▸ TAREA POR REALIZAR: Reproduce sin cambios, por favor, todo lo que hay en el texto sobre la migrante venezolana, más abajo, desde «En manos de» hasta «meses de embarazo.».

Hace veinte días dejó Maracay, en el estado de Aragua, en el centro de Venezuela, junto a dos primos. Se hastió de que en el país en el que nació hace 21 años «no se encuentre nada»: ni alimentos ni medicinas.
«Nosotros éramos gorditos y ya estamos flaquitos», dice a la AFP mientras se maquilla en la parte de atrás de un camión de estacas que la acerca al municipio de Ipiales, en la frontera entre Colombia y Ecuador. Se aplica un labial rosa claro y se peina sus cejas cafés. No ha perdido la vanidad.
El semestre pasado pesaba 75 kilogramos, el día que abandonó Venezuela la báscula contó 15 kilos menos. A veces el jean desgastado se le cae y deja entrever una piel que alguna vez fue dorada y ahora, por el frío de las montañas colombianas, se ha tornado blanca.
Desde hace un mes sabe que puede ser mamá por segunda vez, pero su estado no fue un impedimento para recorrer los 2.400 kilómetros que separan a Maracay de Quito, con la esperanza de que sea su nuevo hogar.
«Hay que tomar riesgos, porque quedarse en Venezuela es morirse prácticamente», afirma.
En manos de sus padres y esposo dejó a Jhoangel, su bebé de dos años, a quien durante un tiempo alimentó con la comida que le daban por estudiar para ser policía.
Su marido Orlando Rafael, un albañil al que el sueldo ya no le alcanza, tuvo que quedarse a cuidar a su madre diabética. Mientras migra, Mariangela completó dos meses de embarazo.
– Familia de ángeles –
«Le dije (a Jhoangel) que me iba a trabajar y volvía en la noche», recuerda. «La despedida fue ruda». El desparpajo con el que hablaba mientras se maquillaba se empieza a esfumar de a poco.
Con los seis millones de bolívares (unos 1,7 dólares al cambio en el mercado negro de entonces) que tenía en su bolsillo pagó un pasaje de su casa hasta la ciudad de Cúcuta, principal punto de entrada de venezolanos a Colombia.
El país del realismo mágico, en vías de superar un conflicto armado de medio siglo, ha recibido más de un millón de personas desde Venezuela en los últimos 16 meses. Ahora los migrantes también lo usan como escala hacia Ecuador, Perú, Chile o Argentina.
En Cúcuta, sin un centavo, empezaron las largas caminatas y las súplicas para lograr un aventón. La solidaridad colombiana la sorprendió. Varios la han recogido a ella y sus acompañantes e incluso los han alimentado.
«He comido más que en Venezuela, nos han dado de todo», dice con una sonrisa tímida que se consolida cuando reconoce que en las últimas dos semanas ha subido cerca de cinco kilos. Del repunte culpa al embarazo y a la comida.
La mueca se fortalece cuando piensa en la posibilidad de que su bebé sea una niña, a quien llamaría Jhoangela. «Así los nombres de mis hijos y yo terminarían en ángel. Una familia de ángeles».

▸ ENTRADAS PROPORCIONADAS:
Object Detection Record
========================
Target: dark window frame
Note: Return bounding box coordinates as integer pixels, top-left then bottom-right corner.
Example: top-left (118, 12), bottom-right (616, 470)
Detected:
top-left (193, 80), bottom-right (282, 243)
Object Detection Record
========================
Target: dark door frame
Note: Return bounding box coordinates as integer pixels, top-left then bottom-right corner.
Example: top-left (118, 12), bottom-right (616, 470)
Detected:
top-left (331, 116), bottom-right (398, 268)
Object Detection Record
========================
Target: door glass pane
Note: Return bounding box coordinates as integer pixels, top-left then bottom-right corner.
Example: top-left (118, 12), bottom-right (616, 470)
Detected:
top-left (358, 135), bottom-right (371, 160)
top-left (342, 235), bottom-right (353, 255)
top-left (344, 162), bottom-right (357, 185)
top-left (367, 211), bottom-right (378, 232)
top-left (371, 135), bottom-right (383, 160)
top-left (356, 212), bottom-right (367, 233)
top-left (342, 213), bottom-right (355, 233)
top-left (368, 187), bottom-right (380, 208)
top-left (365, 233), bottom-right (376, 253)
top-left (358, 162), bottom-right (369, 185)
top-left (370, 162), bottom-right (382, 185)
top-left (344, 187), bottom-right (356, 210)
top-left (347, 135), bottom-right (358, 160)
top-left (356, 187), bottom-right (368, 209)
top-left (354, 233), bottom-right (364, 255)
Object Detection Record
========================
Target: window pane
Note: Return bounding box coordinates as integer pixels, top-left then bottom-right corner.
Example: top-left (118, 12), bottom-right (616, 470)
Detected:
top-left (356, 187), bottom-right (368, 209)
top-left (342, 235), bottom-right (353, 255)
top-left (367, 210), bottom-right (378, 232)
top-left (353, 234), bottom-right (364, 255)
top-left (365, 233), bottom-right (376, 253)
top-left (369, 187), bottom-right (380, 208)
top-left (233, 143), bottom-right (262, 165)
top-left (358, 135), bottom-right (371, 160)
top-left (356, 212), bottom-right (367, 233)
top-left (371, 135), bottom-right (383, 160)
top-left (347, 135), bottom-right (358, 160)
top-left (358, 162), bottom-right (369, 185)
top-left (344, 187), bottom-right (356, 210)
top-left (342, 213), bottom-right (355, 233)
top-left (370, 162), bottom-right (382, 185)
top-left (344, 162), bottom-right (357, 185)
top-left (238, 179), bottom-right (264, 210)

▸ RESULTADO DEL EJERCICIO:
En manos de sus padres y esposo dejó a Jhoangel, su bebé de dos años, a quien durante un tiempo alimentó con la comida que le daban por estudiar para ser policía.
Su marido Orlando Rafael, un albañil al que el sueldo ya no le alcanza, tuvo que quedarse a cuidar a su madre diabética. Mientras migra, Mariangela completó dos meses de embarazo.